**Work item:** Retype the whole of the data exactly.

**Extracted information:**
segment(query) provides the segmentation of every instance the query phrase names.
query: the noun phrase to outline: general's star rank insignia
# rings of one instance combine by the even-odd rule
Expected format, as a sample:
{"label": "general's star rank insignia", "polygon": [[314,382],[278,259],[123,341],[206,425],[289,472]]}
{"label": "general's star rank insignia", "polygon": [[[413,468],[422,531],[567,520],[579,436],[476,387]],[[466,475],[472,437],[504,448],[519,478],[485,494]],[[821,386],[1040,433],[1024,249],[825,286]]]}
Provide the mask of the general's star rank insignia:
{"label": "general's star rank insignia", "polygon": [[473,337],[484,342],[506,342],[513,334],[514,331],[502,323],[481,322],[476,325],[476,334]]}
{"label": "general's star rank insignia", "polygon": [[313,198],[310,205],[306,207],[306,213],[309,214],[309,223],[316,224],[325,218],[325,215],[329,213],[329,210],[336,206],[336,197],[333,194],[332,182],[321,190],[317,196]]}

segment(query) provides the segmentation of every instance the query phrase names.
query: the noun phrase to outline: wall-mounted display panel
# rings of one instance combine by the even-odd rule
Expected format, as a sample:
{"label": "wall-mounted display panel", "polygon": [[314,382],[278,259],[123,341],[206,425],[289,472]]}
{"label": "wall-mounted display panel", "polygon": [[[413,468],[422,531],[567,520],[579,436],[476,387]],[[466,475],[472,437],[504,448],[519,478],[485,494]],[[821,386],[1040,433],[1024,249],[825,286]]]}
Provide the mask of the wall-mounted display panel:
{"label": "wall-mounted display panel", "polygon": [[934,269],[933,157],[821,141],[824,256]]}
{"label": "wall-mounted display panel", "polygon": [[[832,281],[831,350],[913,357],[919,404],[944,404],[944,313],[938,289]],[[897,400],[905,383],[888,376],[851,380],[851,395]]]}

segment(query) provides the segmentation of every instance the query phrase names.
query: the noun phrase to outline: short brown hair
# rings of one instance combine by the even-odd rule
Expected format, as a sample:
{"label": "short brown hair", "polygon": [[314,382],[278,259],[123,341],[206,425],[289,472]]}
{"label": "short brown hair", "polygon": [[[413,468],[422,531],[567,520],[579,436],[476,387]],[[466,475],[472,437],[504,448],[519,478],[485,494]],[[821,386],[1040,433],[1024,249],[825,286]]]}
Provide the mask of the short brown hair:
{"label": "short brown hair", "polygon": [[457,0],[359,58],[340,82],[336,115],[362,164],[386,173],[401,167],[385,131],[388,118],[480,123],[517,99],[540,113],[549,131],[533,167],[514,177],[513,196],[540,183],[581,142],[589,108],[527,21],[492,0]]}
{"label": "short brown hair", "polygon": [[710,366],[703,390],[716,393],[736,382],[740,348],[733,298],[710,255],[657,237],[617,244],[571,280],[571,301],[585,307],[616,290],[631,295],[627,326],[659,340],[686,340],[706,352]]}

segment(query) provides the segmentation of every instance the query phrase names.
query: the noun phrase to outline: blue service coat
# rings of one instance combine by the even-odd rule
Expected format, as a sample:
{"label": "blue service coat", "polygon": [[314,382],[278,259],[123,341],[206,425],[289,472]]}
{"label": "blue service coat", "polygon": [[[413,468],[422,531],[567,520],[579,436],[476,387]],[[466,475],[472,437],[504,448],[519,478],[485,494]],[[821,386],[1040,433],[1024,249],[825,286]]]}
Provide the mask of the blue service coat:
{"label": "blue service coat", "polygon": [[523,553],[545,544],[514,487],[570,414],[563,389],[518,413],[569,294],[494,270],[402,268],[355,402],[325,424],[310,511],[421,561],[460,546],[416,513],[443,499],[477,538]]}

**Written response:**
segment(query) provides the segmentation of every instance the query phrase names.
query: the noun phrase to outline: general's star rank insignia
# rings of one instance combine by the even-odd rule
Expected format, as a sample:
{"label": "general's star rank insignia", "polygon": [[314,382],[278,259],[123,341],[206,425],[289,472]]}
{"label": "general's star rank insignia", "polygon": [[[413,468],[422,531],[567,520],[579,436],[476,387]],[[466,475],[472,437],[504,448],[519,478],[485,494]],[[821,386],[1040,433],[1024,249],[825,286]]]}
Provide the mask of the general's star rank insignia:
{"label": "general's star rank insignia", "polygon": [[473,337],[484,342],[506,342],[513,334],[514,331],[502,323],[481,322],[476,325],[476,334]]}
{"label": "general's star rank insignia", "polygon": [[313,198],[310,205],[306,207],[306,213],[309,214],[309,223],[316,224],[325,218],[325,215],[329,213],[329,210],[336,206],[336,197],[333,194],[332,182],[321,190],[317,196]]}

segment(query) provides the segmentation of every instance the query phrase names.
query: the noun phrase to outline: wall-mounted display panel
# rings of one instance combine by the even-odd rule
Expected format, as a sample:
{"label": "wall-mounted display panel", "polygon": [[314,382],[278,259],[123,341],[206,425],[289,472]]}
{"label": "wall-mounted display panel", "polygon": [[[413,468],[422,531],[567,520],[579,436],[476,387]],[[466,475],[472,437],[504,448],[519,478],[485,494]],[[821,386],[1040,433],[1024,249],[825,286]]]}
Provide the mask of the wall-mounted display panel:
{"label": "wall-mounted display panel", "polygon": [[934,269],[933,157],[821,141],[824,256]]}
{"label": "wall-mounted display panel", "polygon": [[[832,281],[831,350],[913,357],[919,404],[944,404],[944,313],[938,289]],[[897,400],[905,383],[888,376],[851,380],[851,395]]]}

segment(query) provides the segmentation of every instance the query phrase names.
query: the noun phrase to outline: short brown hair
# rings of one instance combine by the even-odd rule
Expected format, as a sample:
{"label": "short brown hair", "polygon": [[314,382],[278,259],[123,341],[206,425],[289,472]]}
{"label": "short brown hair", "polygon": [[[413,468],[422,531],[567,520],[579,436],[476,387]],[[466,475],[472,437],[504,448],[519,478],[485,494]],[[821,386],[1040,433],[1024,249],[825,286]]]}
Provide the mask of the short brown hair:
{"label": "short brown hair", "polygon": [[457,0],[359,58],[340,82],[336,115],[362,164],[386,173],[401,167],[385,131],[388,118],[480,123],[517,99],[540,113],[549,131],[533,167],[514,177],[513,196],[540,183],[581,142],[589,108],[527,21],[492,0]]}
{"label": "short brown hair", "polygon": [[710,366],[703,390],[716,393],[736,382],[740,348],[733,298],[710,255],[657,237],[617,244],[571,280],[571,301],[585,307],[616,290],[631,295],[627,326],[659,340],[686,340],[706,352]]}

segment(query) provides the segmentation of every instance the query phrase names.
query: the noun phrase to outline: blue service coat
# rings of one instance combine by the even-odd rule
Expected format, as a sample:
{"label": "blue service coat", "polygon": [[314,382],[278,259],[123,341],[206,425],[289,472]]}
{"label": "blue service coat", "polygon": [[[413,468],[422,531],[567,520],[579,436],[476,387]],[[466,475],[472,437],[504,448],[519,478],[485,494]],[[821,386],[1040,433],[1024,249],[825,286]]]}
Provide the mask of the blue service coat:
{"label": "blue service coat", "polygon": [[523,553],[545,544],[514,487],[570,414],[563,389],[518,413],[569,294],[494,270],[402,268],[355,402],[325,424],[310,511],[421,561],[460,546],[416,513],[443,499],[477,538]]}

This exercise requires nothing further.